◆ TASK REQUIREMENTS
Find every line in the data below that contains the string "jetty", and copy each of those lines.

Named object pointing entries:
☆ ☆ ☆ ☆ ☆

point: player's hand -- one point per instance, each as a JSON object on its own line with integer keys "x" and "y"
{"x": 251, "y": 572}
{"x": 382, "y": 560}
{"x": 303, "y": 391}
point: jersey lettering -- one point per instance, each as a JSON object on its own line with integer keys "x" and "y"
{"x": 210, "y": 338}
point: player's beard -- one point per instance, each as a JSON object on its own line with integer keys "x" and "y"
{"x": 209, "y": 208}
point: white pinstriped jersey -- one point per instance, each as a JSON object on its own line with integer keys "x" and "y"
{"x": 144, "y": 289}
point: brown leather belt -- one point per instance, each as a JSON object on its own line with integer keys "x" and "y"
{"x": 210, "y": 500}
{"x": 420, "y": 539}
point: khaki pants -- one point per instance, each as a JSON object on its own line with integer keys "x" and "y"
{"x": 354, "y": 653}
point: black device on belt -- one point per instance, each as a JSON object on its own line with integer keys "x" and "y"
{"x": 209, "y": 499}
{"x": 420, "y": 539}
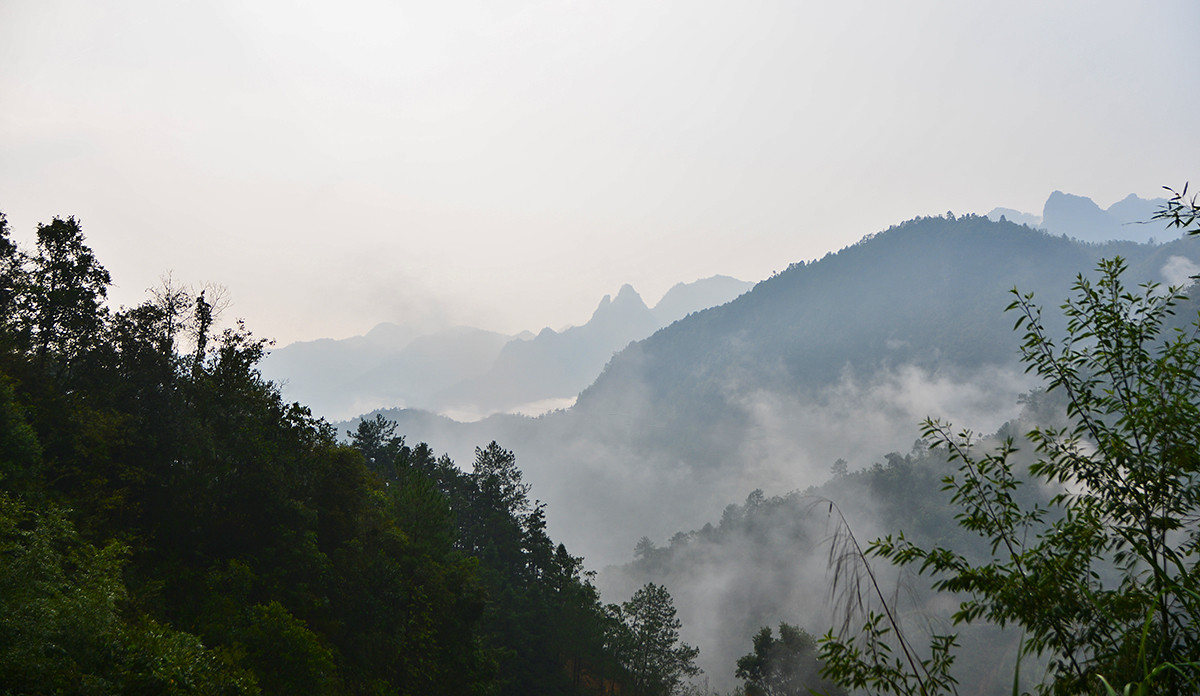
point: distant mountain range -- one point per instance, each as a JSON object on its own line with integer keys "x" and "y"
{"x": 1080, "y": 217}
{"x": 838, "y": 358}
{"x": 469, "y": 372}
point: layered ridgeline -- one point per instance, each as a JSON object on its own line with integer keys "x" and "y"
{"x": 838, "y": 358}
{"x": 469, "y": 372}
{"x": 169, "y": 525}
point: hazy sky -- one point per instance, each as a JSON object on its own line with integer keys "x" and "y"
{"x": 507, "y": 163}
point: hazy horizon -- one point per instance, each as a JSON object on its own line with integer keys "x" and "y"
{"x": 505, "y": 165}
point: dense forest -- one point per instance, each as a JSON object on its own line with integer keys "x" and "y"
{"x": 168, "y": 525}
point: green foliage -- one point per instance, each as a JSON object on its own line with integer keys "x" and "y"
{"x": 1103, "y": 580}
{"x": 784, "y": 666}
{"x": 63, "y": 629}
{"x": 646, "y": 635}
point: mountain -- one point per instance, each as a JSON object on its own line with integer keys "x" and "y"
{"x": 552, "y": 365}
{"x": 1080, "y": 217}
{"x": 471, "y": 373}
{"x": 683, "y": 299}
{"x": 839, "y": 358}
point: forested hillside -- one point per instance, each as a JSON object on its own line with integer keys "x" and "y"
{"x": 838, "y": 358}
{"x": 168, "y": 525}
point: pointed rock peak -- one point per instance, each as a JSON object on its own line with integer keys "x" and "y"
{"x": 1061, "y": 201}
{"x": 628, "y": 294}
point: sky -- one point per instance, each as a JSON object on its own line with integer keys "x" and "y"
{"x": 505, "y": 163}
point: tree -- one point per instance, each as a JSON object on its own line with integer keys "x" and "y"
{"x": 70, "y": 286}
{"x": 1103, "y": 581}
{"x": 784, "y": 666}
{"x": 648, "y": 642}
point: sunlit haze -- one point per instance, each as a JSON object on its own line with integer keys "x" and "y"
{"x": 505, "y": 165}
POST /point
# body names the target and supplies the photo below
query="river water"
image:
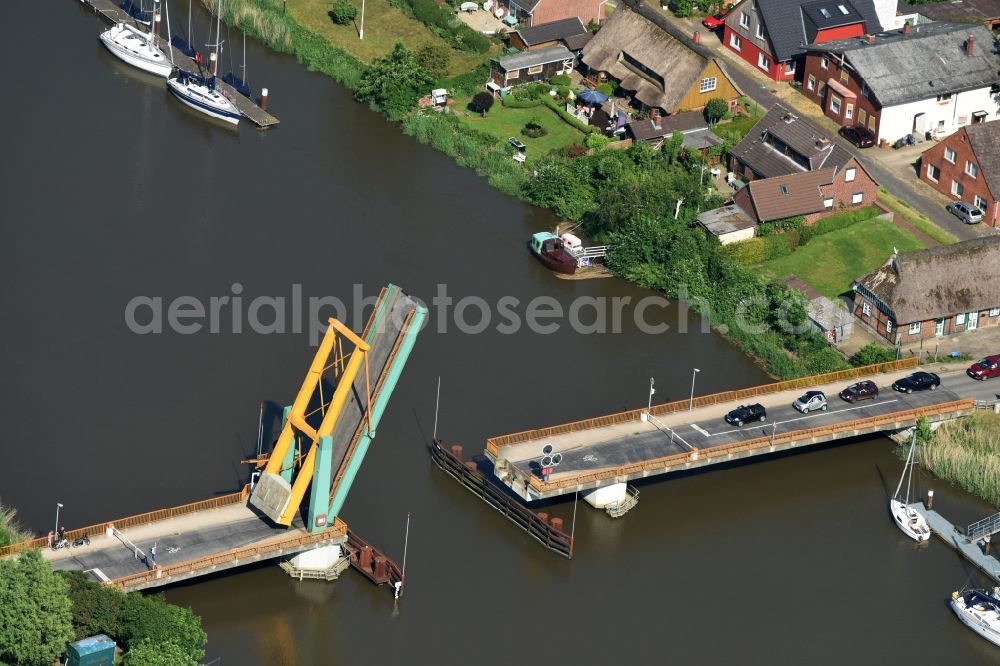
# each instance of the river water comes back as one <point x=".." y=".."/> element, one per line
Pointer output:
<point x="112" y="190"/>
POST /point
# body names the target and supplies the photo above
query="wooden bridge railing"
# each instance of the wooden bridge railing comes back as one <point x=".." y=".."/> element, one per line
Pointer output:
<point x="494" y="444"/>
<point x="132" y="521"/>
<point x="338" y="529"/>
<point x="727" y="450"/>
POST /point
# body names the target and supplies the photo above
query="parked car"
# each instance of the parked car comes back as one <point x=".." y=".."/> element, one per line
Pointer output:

☆ ☆ ☆ ☆ ☆

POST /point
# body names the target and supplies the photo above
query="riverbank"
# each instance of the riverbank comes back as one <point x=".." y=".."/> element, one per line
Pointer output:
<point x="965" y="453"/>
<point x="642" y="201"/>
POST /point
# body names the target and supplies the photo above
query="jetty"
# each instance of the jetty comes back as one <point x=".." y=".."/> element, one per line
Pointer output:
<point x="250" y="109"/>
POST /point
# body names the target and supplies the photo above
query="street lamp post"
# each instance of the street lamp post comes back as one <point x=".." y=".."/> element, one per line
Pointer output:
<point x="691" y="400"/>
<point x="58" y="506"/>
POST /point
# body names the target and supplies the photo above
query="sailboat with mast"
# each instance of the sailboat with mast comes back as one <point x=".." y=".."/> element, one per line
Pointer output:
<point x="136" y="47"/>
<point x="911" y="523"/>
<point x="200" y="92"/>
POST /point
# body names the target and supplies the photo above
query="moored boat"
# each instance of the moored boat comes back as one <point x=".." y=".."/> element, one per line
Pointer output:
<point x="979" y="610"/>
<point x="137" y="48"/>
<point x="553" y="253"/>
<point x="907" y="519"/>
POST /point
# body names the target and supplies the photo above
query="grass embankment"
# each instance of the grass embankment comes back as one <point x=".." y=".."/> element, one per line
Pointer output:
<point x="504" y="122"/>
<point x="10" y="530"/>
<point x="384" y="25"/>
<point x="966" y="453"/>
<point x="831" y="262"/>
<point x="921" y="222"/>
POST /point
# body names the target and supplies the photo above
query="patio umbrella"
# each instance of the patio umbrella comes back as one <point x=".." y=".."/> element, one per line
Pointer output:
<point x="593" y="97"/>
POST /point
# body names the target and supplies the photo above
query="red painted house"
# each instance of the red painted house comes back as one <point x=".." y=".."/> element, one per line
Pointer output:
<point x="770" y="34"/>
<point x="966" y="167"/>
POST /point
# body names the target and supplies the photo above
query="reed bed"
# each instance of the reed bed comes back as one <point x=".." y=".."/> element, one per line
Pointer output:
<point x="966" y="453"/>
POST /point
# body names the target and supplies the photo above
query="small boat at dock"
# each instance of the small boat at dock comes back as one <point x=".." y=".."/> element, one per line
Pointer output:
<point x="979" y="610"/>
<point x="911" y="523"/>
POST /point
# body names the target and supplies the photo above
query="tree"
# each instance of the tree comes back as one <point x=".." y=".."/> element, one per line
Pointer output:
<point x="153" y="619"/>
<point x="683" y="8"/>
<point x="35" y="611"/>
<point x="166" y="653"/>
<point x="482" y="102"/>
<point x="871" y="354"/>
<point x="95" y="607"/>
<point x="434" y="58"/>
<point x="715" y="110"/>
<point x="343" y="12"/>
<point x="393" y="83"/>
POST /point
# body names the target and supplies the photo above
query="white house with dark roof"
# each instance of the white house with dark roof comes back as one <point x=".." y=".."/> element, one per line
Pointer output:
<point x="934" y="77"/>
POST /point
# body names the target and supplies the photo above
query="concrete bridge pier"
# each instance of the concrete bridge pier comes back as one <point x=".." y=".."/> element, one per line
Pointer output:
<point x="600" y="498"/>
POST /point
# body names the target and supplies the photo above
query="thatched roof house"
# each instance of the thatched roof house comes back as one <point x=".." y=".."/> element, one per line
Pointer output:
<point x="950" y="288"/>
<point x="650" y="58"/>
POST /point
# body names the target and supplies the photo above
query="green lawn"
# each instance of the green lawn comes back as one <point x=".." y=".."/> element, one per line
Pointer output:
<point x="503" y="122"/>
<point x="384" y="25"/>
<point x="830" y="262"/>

☆ ☆ ☆ ☆ ☆

◆ RIGHT ANSWER
query="jetty"
# each instance of the jetty comes back as one <point x=".." y=".."/> element, one per line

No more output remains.